Task goal:
Update the items between the line holding "[seg] neighbor house porch column" and the end of the items, inclusive, replacing "porch column" with "porch post" and leaving everything else unchanged.
* * * * * * *
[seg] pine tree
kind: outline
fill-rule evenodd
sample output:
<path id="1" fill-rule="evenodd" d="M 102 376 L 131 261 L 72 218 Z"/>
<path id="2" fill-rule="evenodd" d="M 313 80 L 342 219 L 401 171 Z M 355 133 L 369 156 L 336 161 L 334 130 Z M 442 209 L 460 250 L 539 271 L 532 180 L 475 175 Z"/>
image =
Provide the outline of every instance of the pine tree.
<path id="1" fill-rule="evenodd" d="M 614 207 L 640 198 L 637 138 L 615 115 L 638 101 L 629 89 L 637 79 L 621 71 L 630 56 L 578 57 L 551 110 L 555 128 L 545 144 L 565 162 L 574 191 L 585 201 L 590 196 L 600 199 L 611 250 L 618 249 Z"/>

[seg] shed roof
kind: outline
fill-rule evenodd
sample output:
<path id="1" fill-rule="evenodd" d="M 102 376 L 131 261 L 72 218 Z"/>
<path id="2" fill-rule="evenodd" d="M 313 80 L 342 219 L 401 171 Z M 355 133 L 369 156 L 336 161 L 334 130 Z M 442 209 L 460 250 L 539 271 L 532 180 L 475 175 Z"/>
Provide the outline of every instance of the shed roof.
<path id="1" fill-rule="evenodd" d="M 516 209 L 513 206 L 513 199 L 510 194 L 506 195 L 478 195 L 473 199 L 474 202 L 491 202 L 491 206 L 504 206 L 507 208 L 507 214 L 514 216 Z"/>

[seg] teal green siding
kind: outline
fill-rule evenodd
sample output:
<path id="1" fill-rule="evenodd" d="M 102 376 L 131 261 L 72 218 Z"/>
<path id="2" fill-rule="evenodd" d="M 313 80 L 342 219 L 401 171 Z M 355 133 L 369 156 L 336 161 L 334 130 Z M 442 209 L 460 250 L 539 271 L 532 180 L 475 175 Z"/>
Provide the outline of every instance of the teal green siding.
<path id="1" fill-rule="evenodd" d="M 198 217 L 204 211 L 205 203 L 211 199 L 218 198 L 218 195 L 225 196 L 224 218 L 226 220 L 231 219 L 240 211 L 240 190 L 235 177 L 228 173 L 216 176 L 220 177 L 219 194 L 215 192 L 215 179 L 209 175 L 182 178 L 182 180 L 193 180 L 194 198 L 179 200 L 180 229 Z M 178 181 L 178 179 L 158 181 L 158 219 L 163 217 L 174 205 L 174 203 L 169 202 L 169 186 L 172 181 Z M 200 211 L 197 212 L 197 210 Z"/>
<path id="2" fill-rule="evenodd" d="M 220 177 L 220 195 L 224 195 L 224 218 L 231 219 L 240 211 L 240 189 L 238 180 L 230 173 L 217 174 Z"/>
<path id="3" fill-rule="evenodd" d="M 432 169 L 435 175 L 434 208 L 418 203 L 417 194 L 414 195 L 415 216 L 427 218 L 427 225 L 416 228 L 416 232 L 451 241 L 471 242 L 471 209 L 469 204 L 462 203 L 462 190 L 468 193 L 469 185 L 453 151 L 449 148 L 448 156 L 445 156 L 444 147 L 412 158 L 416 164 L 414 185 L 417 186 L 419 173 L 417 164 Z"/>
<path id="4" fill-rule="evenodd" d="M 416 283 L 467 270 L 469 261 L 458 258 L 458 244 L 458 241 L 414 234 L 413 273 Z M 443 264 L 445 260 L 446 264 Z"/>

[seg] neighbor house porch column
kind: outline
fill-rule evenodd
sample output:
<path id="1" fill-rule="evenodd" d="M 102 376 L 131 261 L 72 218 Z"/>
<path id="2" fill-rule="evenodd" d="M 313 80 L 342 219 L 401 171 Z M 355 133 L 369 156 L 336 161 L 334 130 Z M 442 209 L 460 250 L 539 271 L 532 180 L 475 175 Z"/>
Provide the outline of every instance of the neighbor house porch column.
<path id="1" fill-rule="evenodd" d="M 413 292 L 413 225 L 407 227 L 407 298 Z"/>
* * * * * * *
Task result:
[seg] neighbor house porch post
kind: outline
fill-rule evenodd
sample output:
<path id="1" fill-rule="evenodd" d="M 102 376 L 131 261 L 72 218 Z"/>
<path id="2" fill-rule="evenodd" d="M 313 80 L 342 219 L 401 171 Z M 355 133 L 369 156 L 336 161 L 334 130 Z M 442 209 L 460 250 L 539 271 L 532 180 L 475 175 Z"/>
Provide the outline of every instance of the neighbor house porch post.
<path id="1" fill-rule="evenodd" d="M 413 292 L 413 225 L 407 227 L 407 298 Z"/>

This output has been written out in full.